#### DATA IN THIS EXERCISE

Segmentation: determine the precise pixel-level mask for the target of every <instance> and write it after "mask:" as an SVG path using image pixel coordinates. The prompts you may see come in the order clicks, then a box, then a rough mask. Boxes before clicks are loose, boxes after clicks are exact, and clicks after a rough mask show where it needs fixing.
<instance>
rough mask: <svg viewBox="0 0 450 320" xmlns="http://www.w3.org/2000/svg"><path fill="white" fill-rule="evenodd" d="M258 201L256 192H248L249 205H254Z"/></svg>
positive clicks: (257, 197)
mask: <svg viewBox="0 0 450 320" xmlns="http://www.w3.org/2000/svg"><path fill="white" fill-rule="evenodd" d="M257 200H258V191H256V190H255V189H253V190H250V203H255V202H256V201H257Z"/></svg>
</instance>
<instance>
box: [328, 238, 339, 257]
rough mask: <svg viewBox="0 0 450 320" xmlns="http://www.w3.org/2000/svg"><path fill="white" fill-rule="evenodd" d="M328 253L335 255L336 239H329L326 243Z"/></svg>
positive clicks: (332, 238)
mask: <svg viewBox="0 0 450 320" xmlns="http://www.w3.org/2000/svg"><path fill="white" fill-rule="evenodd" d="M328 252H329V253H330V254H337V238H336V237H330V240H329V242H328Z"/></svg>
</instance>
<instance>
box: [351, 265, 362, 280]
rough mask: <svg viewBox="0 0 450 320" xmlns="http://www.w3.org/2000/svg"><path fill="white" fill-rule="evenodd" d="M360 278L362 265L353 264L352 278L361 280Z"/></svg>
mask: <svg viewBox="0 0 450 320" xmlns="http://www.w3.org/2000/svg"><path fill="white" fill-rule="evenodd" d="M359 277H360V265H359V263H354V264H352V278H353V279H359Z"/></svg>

########

_TASK INSTRUCTIONS:_ Please reproduce each line above exactly as written.

_TASK SOLUTION:_
Segmentation: determine the precise pixel-level mask for the target of every <instance> and write it after "mask:" as an SVG path using image pixel coordinates. The prompts you may see come in the order clicks, then a box, then a rough mask. Boxes before clicks are loose, boxes after clicks are exact, and clicks after a rough mask show where it needs fixing.
<instance>
rough mask: <svg viewBox="0 0 450 320" xmlns="http://www.w3.org/2000/svg"><path fill="white" fill-rule="evenodd" d="M258 201L256 192H248L249 205H254Z"/></svg>
positive clicks: (257, 197)
mask: <svg viewBox="0 0 450 320" xmlns="http://www.w3.org/2000/svg"><path fill="white" fill-rule="evenodd" d="M257 200H258V191H256V190H255V189H253V190H250V203H255V202H256V201H257Z"/></svg>
</instance>
<instance>
box: [328, 238, 339, 257]
rough mask: <svg viewBox="0 0 450 320" xmlns="http://www.w3.org/2000/svg"><path fill="white" fill-rule="evenodd" d="M328 253L335 255L336 239H329L326 243Z"/></svg>
positive clicks: (332, 238)
mask: <svg viewBox="0 0 450 320" xmlns="http://www.w3.org/2000/svg"><path fill="white" fill-rule="evenodd" d="M328 252H329V253H330V254H337V238H336V237H330V240H329V242H328Z"/></svg>
</instance>
<instance>
box: [351, 265, 362, 280]
rough mask: <svg viewBox="0 0 450 320" xmlns="http://www.w3.org/2000/svg"><path fill="white" fill-rule="evenodd" d="M360 278L362 265L353 264L352 278L361 280Z"/></svg>
mask: <svg viewBox="0 0 450 320" xmlns="http://www.w3.org/2000/svg"><path fill="white" fill-rule="evenodd" d="M359 277H360V265H359V263H354V264H352V278H353V279H359Z"/></svg>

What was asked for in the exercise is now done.